# Given request
Which lines in the data below contain the string "predicts"? Copy each of them out, and treat uppercase and lowercase letters as distinct.

Excerpt from a dataset:
*-*-*

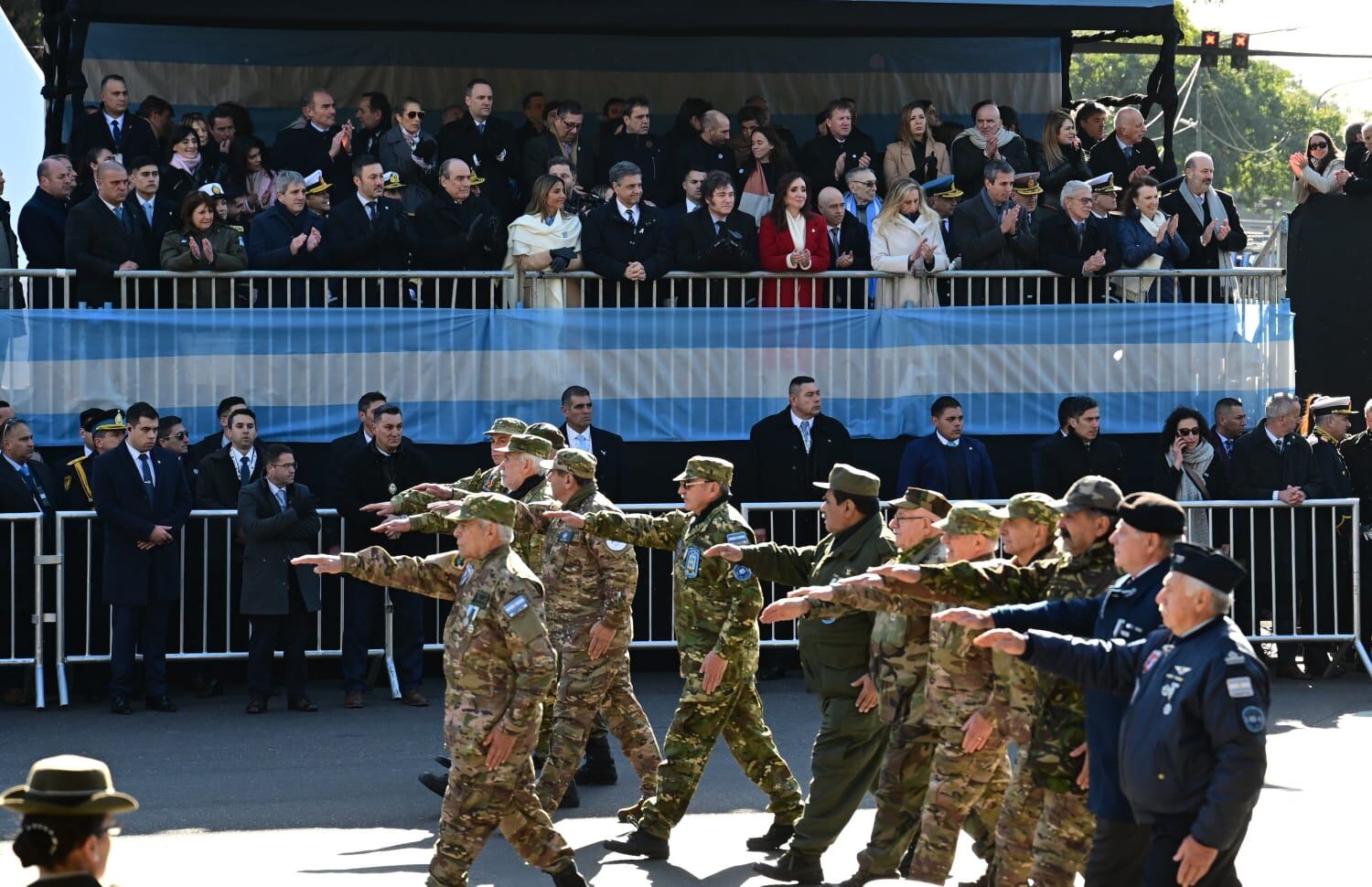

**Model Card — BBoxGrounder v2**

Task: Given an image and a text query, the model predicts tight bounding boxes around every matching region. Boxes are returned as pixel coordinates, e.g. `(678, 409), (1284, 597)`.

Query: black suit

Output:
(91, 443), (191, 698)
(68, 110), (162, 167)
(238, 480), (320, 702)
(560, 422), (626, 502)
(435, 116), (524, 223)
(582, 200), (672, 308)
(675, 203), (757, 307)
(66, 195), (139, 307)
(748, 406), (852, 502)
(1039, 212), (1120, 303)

*-*-*

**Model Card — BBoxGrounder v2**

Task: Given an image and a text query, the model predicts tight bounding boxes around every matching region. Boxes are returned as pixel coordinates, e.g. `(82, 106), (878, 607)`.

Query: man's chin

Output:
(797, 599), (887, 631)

*-*-*

# Full answer
Task: Given an image and a text query, the model predicts tight bounding boxes around every matching region. Boxes are returned as pixel coordinates, e.g. `(678, 409), (1284, 597)`.
Task: Given an image and a text query, the model predicts tight bounding boxes around every matching region. Boxes are returned as pixel coordinates, e.g. `(82, 106), (878, 607)`.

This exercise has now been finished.